*STUDY MATERIAL*.
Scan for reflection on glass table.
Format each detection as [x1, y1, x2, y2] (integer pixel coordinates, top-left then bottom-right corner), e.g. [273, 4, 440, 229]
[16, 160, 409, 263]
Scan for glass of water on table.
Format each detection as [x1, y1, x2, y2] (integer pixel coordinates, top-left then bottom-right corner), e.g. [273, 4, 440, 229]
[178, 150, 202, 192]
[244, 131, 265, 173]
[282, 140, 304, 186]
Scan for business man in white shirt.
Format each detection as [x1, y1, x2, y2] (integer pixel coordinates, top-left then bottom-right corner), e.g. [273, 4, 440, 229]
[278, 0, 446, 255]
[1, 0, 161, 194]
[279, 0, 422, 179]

*BRIEF*. Compute the number of lines in the entries above that hold the word "glass"; the answer must contain nothing else.

*RESPONSE TO THE TASK*. 2